◆ **PROBLEMA**: Reescreva a listagem abaixo trocando "report the position of each" por "give the coordinates of each" em todas as ocorrências, sem mudar mais nada. Deixe as imagens fora da resposta.

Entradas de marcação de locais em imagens
—————

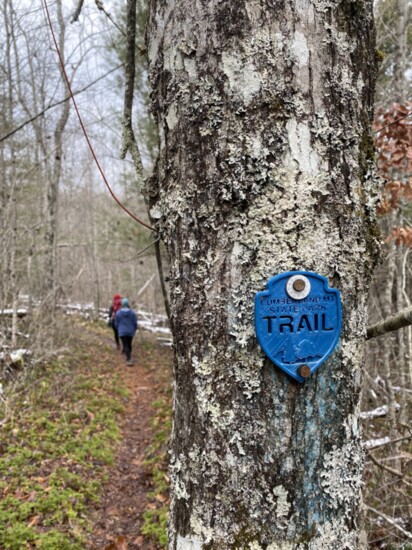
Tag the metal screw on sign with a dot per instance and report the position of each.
(304, 371)
(299, 285)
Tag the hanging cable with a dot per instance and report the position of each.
(83, 127)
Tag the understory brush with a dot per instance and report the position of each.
(59, 436)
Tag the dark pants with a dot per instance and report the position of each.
(127, 345)
(116, 336)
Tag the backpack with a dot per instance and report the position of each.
(116, 305)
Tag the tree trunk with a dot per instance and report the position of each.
(265, 166)
(52, 191)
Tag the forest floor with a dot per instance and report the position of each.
(83, 448)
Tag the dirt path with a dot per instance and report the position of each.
(119, 513)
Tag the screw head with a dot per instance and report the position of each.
(304, 371)
(299, 285)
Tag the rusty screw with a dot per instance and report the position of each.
(304, 371)
(299, 285)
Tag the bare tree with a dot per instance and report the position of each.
(265, 166)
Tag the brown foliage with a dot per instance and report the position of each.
(393, 129)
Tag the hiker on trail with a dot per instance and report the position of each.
(126, 324)
(114, 308)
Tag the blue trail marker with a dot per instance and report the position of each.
(298, 320)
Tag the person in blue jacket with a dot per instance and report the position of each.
(126, 324)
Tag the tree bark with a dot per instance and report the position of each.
(52, 191)
(265, 166)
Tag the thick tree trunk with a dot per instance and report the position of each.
(263, 110)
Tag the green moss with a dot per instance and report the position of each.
(155, 520)
(379, 56)
(56, 448)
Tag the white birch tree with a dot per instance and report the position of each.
(263, 111)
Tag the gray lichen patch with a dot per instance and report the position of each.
(264, 167)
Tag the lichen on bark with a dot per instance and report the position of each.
(262, 114)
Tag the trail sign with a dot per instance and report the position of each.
(298, 321)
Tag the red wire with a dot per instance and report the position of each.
(84, 129)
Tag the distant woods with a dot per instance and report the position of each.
(62, 237)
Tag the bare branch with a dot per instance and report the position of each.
(76, 14)
(395, 322)
(101, 7)
(128, 138)
(52, 105)
(391, 521)
(396, 473)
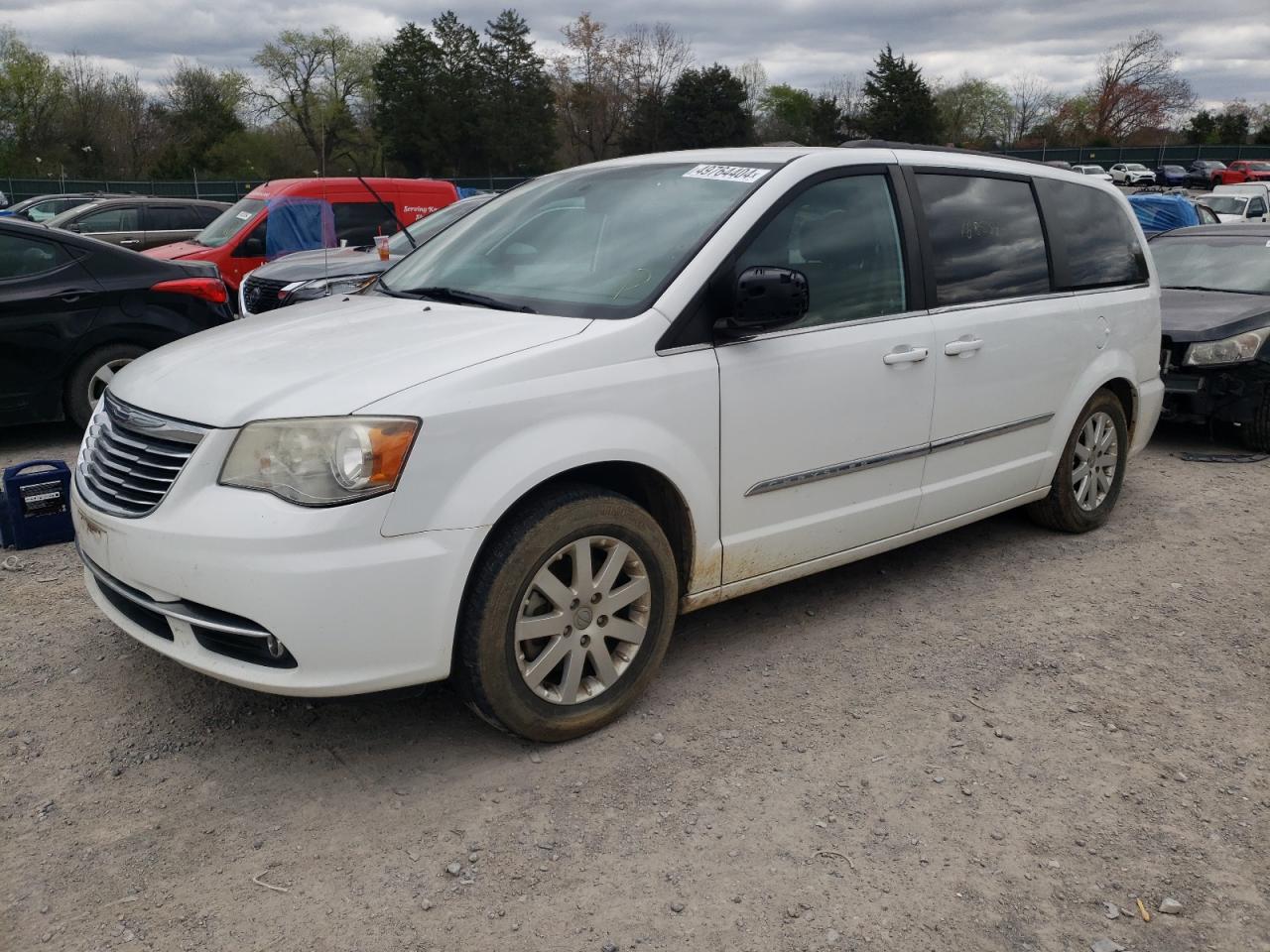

—————

◆ **RESPOSTA DO EXERCÍCIO**:
Tag the metal screw on sign with a dot per instance and give the coordinates of each.
(304, 371)
(299, 285)
Tag the hanging cable with a dot per instance and give the coordinates of each.
(83, 127)
Tag the understory brush with a dot per instance and give the coordinates of each.
(59, 436)
Tag the dark pants with a dot per instance and give the coordinates of each.
(127, 345)
(116, 336)
Tag the backpack with a dot per instance and give the coordinates of each.
(116, 305)
Tag the tree trunk with a dot per instance and give the coordinates of each.
(265, 166)
(52, 191)
Tag the forest floor with a dot per instance and give the coordinates of each.
(83, 448)
Tag the dirt path with a dot per instance and give the coordinates of each.
(119, 513)
Tag the screw head with a dot per instance and give the coordinates of each.
(304, 371)
(299, 285)
Tag the rusty screw with a dot per instance and give the coordinates of each.
(304, 371)
(299, 285)
Tag the bare tree with a dot per instance and give the coordinates of each.
(265, 166)
Tag the brown foliage with a dot per instance and give the coordinates of each.
(393, 129)
Tag the hiker on trail with a dot per instance and give the coordinates of each.
(126, 324)
(114, 308)
Tag the blue trail marker with a dot per instance and give the coordinates of each.
(298, 320)
Tag the person in blue jacket with a dot per instance and give the coordinates of each.
(126, 324)
Tag the tree bark with a dot per instance and give the coordinates of each.
(52, 191)
(265, 166)
Tag the thick tree trunk with a dot per instance and give the coordinates of each.
(263, 110)
Tag the green moss with a dot per instance and give the coordinates of each.
(155, 520)
(379, 56)
(56, 448)
Tag the white birch tree with a dot per instance and give the coordinates of each.
(263, 111)
Tag the gray lichen patch with a dot per instance and give the coordinates of each.
(264, 167)
Tag the lichen on bark with a dot per instance and give the coordinates of each.
(262, 114)
Tag the trail sign with a dot per instance and give the coordinates of each.
(298, 321)
Tag the red wire with a dot per instance and give the coordinates of each.
(84, 129)
Tag the distant woods with a dot per instance and give the coordinates of each.
(62, 237)
Tag the bare branch with a dot per instance and give the coordinates of each.
(76, 14)
(395, 322)
(101, 7)
(128, 138)
(52, 105)
(391, 521)
(396, 473)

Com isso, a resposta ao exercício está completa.